» PROBLEM DETAILS: Extract every line of the listing below that contains the word "region", copying each line in full.

» ROWS:
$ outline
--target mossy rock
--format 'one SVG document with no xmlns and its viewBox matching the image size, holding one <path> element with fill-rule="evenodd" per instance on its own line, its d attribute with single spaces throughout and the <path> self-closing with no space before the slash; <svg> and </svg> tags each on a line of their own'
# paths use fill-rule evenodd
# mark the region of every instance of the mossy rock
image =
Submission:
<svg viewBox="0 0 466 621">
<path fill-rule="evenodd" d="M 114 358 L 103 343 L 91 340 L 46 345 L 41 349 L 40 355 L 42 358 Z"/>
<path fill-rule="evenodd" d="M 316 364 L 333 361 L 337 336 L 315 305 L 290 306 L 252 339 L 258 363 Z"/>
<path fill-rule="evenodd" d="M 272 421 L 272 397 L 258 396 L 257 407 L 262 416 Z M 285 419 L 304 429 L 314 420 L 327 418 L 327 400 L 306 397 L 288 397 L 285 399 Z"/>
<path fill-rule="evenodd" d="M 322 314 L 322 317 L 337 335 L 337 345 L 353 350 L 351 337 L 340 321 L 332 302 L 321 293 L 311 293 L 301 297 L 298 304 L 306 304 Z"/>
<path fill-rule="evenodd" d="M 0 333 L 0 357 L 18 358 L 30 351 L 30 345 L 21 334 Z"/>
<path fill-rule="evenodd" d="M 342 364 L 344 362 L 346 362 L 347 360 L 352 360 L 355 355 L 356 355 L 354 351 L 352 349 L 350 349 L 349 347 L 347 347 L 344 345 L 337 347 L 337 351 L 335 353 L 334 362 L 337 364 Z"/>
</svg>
* * *
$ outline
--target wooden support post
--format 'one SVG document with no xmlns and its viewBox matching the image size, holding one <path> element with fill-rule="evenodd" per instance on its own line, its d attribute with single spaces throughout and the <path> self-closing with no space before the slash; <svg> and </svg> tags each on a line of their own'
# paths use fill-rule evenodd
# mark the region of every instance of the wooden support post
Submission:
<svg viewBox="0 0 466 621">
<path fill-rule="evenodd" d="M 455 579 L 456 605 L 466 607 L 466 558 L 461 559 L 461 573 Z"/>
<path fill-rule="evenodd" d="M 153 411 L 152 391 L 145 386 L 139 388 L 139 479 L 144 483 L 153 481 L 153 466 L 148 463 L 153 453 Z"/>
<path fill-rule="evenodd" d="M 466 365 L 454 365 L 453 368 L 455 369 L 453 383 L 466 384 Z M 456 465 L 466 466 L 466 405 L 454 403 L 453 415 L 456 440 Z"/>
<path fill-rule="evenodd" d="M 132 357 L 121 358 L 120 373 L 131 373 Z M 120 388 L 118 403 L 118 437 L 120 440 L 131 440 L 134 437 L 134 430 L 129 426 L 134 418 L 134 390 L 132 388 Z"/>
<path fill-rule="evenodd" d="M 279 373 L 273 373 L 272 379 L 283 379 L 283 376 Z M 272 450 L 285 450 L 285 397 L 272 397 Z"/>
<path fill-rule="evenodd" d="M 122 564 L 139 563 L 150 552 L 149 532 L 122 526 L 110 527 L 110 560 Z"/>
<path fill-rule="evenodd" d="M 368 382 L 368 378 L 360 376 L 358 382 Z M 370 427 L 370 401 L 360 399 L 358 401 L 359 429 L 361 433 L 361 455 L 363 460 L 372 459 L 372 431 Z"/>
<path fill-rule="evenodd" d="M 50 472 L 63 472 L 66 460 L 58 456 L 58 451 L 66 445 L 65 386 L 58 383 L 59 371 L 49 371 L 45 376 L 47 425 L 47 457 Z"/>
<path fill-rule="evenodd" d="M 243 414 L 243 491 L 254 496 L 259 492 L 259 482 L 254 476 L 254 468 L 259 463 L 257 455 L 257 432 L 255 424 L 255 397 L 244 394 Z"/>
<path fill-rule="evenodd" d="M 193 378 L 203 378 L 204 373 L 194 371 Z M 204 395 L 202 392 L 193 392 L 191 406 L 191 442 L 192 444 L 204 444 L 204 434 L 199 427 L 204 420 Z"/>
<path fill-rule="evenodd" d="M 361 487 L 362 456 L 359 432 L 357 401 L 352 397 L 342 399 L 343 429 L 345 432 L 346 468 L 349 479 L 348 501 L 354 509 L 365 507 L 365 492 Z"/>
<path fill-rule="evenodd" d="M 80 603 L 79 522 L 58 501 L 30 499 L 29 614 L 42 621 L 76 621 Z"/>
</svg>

» REPLY:
# mark the region of every instance of the mossy rock
# mark the region of every instance of the wooden support post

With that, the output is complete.